Point annotations for photos:
= = =

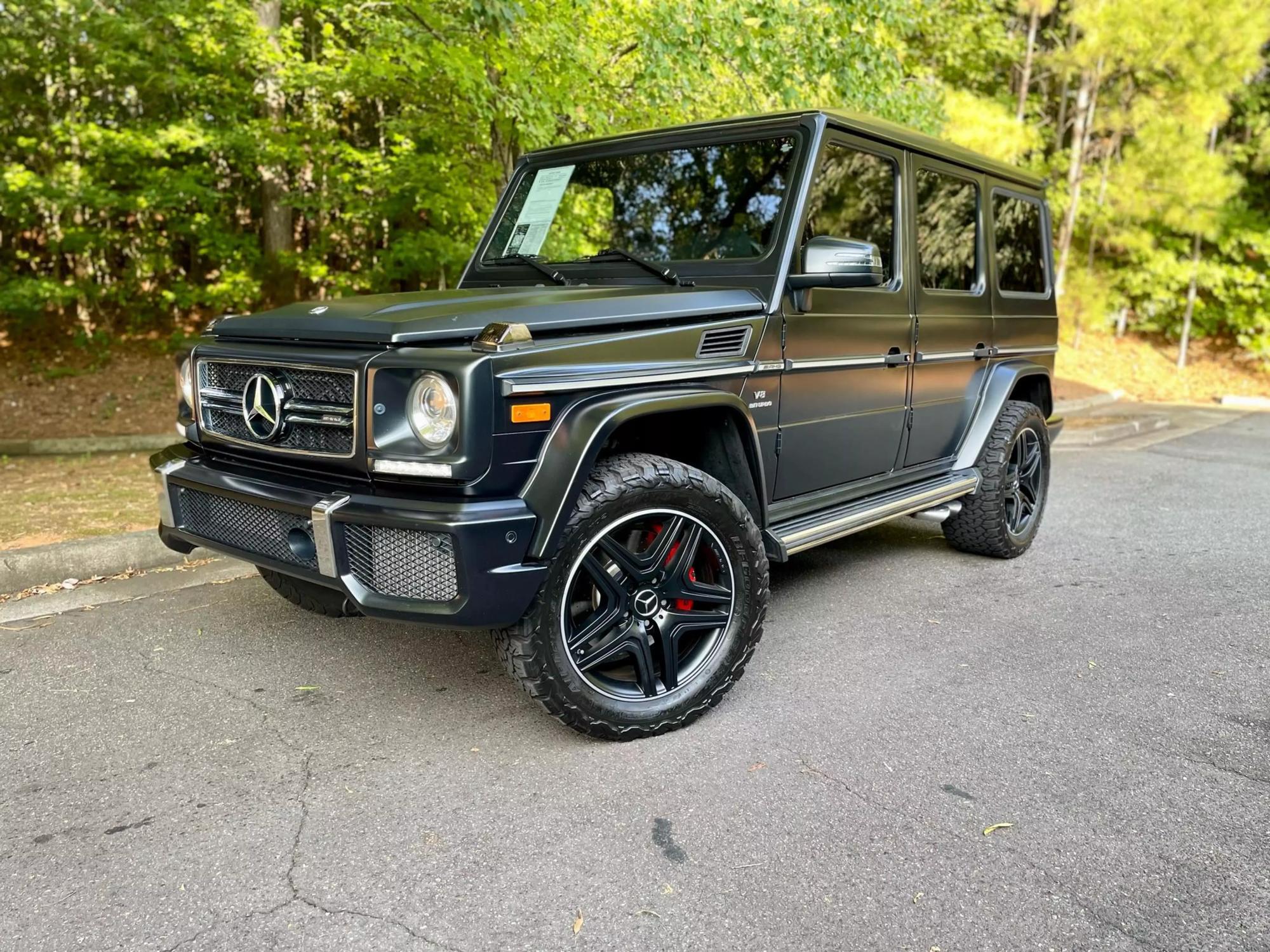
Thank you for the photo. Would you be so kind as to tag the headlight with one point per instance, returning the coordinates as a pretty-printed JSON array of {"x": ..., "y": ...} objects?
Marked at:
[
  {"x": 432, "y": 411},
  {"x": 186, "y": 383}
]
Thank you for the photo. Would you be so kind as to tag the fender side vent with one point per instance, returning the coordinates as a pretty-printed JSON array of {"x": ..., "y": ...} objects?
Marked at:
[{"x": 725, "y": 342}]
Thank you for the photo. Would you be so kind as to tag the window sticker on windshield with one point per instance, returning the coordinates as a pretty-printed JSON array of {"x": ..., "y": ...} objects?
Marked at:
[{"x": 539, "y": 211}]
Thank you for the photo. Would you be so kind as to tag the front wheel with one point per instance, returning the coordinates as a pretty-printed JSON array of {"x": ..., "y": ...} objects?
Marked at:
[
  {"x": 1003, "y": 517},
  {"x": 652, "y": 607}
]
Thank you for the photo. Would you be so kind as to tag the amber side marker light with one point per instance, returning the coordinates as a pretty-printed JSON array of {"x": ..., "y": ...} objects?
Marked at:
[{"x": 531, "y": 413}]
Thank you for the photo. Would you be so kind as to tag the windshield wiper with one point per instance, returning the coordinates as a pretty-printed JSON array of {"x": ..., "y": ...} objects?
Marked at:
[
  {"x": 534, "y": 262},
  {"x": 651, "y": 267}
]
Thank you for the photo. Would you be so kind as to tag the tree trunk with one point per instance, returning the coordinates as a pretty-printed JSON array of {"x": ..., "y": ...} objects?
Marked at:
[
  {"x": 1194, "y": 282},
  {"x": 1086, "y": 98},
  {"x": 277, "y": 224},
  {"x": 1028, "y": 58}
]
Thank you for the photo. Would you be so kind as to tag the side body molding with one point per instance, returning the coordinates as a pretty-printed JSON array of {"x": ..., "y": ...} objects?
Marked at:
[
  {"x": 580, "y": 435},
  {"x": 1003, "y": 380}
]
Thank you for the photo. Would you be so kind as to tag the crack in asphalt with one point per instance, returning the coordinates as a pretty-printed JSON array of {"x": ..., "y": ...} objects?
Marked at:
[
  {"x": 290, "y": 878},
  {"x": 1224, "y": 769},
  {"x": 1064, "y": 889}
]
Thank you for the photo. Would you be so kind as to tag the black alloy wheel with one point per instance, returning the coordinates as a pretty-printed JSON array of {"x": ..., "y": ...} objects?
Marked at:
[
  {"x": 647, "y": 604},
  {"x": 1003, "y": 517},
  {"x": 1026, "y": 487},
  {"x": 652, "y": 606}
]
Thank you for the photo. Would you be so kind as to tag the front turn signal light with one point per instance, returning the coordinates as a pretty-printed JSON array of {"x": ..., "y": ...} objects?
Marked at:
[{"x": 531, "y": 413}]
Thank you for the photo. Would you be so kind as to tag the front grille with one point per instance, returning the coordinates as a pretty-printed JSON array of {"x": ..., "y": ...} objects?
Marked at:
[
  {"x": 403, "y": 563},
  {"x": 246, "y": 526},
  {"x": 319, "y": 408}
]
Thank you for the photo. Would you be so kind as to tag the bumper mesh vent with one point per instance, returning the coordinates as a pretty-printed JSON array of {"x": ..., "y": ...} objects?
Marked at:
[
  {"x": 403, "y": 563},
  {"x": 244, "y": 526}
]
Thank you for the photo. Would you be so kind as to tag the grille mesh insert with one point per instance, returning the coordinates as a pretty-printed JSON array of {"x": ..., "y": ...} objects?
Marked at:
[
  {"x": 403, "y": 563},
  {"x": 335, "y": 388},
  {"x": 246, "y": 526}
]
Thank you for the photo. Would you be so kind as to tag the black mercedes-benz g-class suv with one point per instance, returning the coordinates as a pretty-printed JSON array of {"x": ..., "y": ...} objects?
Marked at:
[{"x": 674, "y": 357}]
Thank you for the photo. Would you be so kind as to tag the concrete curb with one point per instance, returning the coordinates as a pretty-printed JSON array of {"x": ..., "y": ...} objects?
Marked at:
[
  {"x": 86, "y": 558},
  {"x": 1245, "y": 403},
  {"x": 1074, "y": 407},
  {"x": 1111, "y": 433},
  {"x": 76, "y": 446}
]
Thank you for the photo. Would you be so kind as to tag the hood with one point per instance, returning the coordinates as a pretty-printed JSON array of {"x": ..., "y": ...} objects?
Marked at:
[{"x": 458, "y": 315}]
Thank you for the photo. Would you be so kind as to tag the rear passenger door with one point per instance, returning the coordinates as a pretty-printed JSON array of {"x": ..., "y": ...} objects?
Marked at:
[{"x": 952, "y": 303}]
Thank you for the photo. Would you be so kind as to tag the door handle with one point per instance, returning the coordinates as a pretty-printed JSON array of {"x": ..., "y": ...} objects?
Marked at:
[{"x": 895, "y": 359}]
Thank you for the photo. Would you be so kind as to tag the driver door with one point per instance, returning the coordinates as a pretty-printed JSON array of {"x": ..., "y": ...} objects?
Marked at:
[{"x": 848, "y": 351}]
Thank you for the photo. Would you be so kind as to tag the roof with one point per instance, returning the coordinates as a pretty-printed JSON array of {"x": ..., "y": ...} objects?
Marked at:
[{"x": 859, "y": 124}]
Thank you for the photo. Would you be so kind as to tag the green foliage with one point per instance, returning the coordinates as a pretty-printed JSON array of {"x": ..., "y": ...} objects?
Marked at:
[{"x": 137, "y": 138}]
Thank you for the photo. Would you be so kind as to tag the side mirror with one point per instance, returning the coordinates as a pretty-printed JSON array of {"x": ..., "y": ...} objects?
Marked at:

= = =

Task: Please rewrite the whole listing, swapping "Marked at" for "Located at" everywhere and keeping everything else the same. Omit the pictures from your answer.

Output of the task:
Thank you for the photo. Would you be so kind as to tag the headlight with one point per instance, returning the coordinates as a pretty-printed JSON array of {"x": ..., "y": ...} objects?
Located at:
[
  {"x": 432, "y": 411},
  {"x": 186, "y": 383}
]
Thank you for the photo. Would you be so kind as to tag the fender side vent with one point per instance, returning the coordinates as a pretty-printed JSON array of {"x": ..., "y": ...} objects?
Located at:
[{"x": 725, "y": 342}]
Thank you for the photo. Would you be so kind as to tag the window sticker on windshield with one point per instance, returning the coordinates as a pretty-printed JSON array of {"x": ..., "y": ...} objects?
Located at:
[{"x": 539, "y": 211}]
Thank you for the photo. Would you be so kind as to tag the front wheel with one point per instance, returning the coordinates as a pretty-printed JSON array of {"x": ..., "y": ...} objects?
Located at:
[
  {"x": 1003, "y": 517},
  {"x": 652, "y": 607}
]
Thank you for the photo. Would you be so kind as to tag the amber side marker light with one point per instance, returning the coordinates as a pretty-printed JSON array of {"x": ..., "y": ...} objects?
Located at:
[{"x": 531, "y": 413}]
Thank you for the photo. Would you be so kind as to tag the windshield wiper with one point per instance, returning the coordinates as a pretty-printed JSON array of {"x": ..., "y": ...} objects?
Located at:
[
  {"x": 534, "y": 262},
  {"x": 651, "y": 267}
]
Thank you for the photo. Would you be so kind as to tag the tree trunk with one point per instance, returning the coordinates as a pretty-printed JSON array of {"x": ..., "y": ...} objects?
Located at:
[
  {"x": 1194, "y": 282},
  {"x": 1086, "y": 98},
  {"x": 277, "y": 224},
  {"x": 1028, "y": 58}
]
Thank you for the photo. Would you be so kind as to tag the side body molding with one point per instance, returning the coordinates as a pretty-printed JSON array of {"x": ..., "y": ...} objects?
Located at:
[
  {"x": 580, "y": 435},
  {"x": 1003, "y": 380}
]
Thank you for the photo. Would you be so kind as to tag the crack in asphalt with one point per instance, returning the coordinates as a pretty-printed JSON array of {"x": ..., "y": ...} objects?
Located at:
[
  {"x": 290, "y": 878},
  {"x": 1224, "y": 769},
  {"x": 1064, "y": 889}
]
Thank you for the photo. Would you be so kind as to tag the black alloy wheel with one point per instance, returning the coordinates as a pretty-printed JSON array of {"x": ..., "y": ...} objects?
Located at:
[
  {"x": 647, "y": 604},
  {"x": 1003, "y": 517},
  {"x": 1026, "y": 487},
  {"x": 652, "y": 606}
]
Thank you for the photo. Would you be so kind as to tag the front turn signal light with one point per instance, returning the coordinates as a pretty-printed JSON array of {"x": ..., "y": ...} objects?
Located at:
[{"x": 531, "y": 413}]
Thank you for the photo. Would you be so kind as to tag the front grille with one point per instance, returning the coordinates as a pretty-printed JSON array of {"x": ..., "y": ...} objects?
Located at:
[
  {"x": 403, "y": 563},
  {"x": 246, "y": 526},
  {"x": 319, "y": 408}
]
Thank you for the photo. Would you be so kind as to tag the bumper mesh vent with one point per instance, returning the coordinates as a pretty-printed JSON array of {"x": ..., "y": ...} objects?
Located at:
[
  {"x": 403, "y": 563},
  {"x": 244, "y": 526}
]
Thank you for the photo. Would you be so kind as to tag the grille mesh insert with one point per instance, returning the coordinates as a pretty-printed JSON array of {"x": ..., "y": ...} objects?
Located at:
[
  {"x": 403, "y": 563},
  {"x": 335, "y": 388},
  {"x": 246, "y": 526}
]
Thank you for the photo. Would you be so kind as to tag the black mercedes-benz g-class suv with one point per instance, returning the coordinates as a pretty-printed JSON array of {"x": ..., "y": ...} objects?
Located at:
[{"x": 674, "y": 357}]
Thank you for the photo. Would you be so kind as to tag the concrete curb with one point per instance, returning the coordinates as a pretty-printed JSON array of {"x": ..., "y": ...} objects?
Located at:
[
  {"x": 86, "y": 558},
  {"x": 1245, "y": 403},
  {"x": 1074, "y": 407},
  {"x": 1111, "y": 433},
  {"x": 76, "y": 446}
]
Thank you for the photo. Would you be so kind as to tag the hood with one point per instance, returning the coordinates as a pretty-printed JSON array of {"x": ..., "y": ...} objects?
Located at:
[{"x": 458, "y": 315}]
Thank you for the photo. Would you be so kind as to tag the rear passenger door with one point per instance, returning the coordinates as a pretty-printed JSON array of {"x": ..., "y": ...} objects?
Located at:
[{"x": 952, "y": 303}]
Thank you for the photo. Would you be so kind as to tag the door handle with one point per instance, returning the coordinates as a pretty-printed JSON array of {"x": ..., "y": ...} objects?
Located at:
[{"x": 895, "y": 359}]
Thank you for the photo. Would you be so kind as to tag the driver door with one point per instance, returning the coordinates as a pretty-printed JSON array of {"x": ..., "y": ...} objects?
Located at:
[{"x": 848, "y": 351}]
Thank you for the photo. Would you be so kind as to tag the roof with one point per instance, returning the coordinates as a pretty-printed JSON array of {"x": ..., "y": ...} objects?
Located at:
[{"x": 859, "y": 124}]
Thank you for the photo. Would you be so kind as to tag the green foliage with one point per instance, returning the coordinates as a pretty-printed JSON array of {"x": ..., "y": ...} objects?
Located at:
[{"x": 137, "y": 138}]
Thank you for the photo. Would you be so kind as to tag the side mirror with one point per instance, returning the coordinates as a pretty-printed JSON array of {"x": ..., "y": ...} objects?
Located at:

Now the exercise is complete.